Would you return, word for word, the lines of the data below from the line with "Mark the thin" through the line with "Mark the pink", and no others?

▶ Extracted material

--------------------------------

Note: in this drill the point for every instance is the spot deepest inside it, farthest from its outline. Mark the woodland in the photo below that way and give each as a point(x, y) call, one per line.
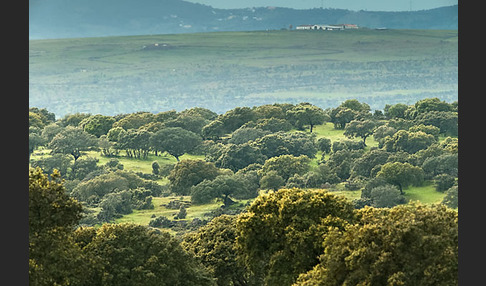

--------------------------------

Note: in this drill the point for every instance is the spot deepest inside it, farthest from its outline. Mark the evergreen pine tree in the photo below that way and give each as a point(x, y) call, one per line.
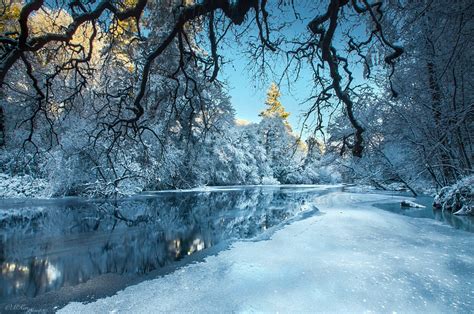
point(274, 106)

--------------------------------

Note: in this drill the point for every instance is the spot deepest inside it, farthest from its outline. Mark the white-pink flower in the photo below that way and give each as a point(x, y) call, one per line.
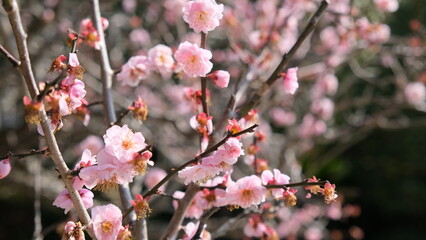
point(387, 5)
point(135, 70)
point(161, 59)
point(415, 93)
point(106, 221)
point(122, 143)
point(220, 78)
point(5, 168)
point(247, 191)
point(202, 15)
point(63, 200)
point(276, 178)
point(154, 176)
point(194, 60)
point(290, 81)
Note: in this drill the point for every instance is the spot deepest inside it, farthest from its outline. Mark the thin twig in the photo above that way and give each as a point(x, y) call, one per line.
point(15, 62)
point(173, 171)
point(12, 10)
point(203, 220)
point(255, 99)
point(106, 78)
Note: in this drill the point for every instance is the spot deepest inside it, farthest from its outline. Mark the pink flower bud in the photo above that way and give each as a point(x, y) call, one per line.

--------------------------------

▶ Response to the exercise
Note: in this drill the point for every instance is the spot deepest inside it, farthest from its outline. Mark the thin twig in the photo above that way and give each as a point(x, y) call, one per line.
point(15, 62)
point(173, 171)
point(12, 10)
point(203, 220)
point(255, 99)
point(106, 78)
Note: in this drill the point for every instance is the spot deepest inside it, farthest from its outline. Mark the pink flower bud in the photo above that way and give each as a point(x, y) call, one per line.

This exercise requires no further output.